BEGIN Data to examine

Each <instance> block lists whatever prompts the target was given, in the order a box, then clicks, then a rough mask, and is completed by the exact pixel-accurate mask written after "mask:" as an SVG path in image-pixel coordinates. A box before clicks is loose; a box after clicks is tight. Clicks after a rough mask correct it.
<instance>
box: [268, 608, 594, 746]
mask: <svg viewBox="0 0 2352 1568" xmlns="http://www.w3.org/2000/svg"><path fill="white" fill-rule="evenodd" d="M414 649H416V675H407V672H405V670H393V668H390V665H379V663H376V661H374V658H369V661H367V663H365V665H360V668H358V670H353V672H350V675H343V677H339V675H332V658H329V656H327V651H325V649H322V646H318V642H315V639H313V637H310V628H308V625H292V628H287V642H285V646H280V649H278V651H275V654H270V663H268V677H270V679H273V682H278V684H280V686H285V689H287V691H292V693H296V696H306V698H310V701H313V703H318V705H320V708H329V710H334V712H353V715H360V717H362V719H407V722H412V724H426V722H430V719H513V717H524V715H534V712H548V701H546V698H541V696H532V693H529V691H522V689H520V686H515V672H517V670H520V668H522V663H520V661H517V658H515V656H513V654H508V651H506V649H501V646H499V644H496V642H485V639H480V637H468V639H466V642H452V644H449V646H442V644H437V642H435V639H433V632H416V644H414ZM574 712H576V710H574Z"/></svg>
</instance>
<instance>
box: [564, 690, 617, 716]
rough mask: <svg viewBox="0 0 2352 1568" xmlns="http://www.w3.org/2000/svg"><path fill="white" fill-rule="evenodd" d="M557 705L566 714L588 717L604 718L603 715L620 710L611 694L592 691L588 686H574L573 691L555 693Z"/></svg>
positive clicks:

END Data to examine

Exercise aim:
Take everything from the line containing "</instance>" down to the end of the items, and write it out again with "positive clicks" changed to "foreground clicks", leaving all else as it is.

Answer for the task:
</instance>
<instance>
box: [564, 690, 617, 716]
rough mask: <svg viewBox="0 0 2352 1568" xmlns="http://www.w3.org/2000/svg"><path fill="white" fill-rule="evenodd" d="M557 705L566 714L588 717L604 718L603 715L620 710L611 694L592 691L588 686H574L573 691L555 693Z"/></svg>
foreground clicks:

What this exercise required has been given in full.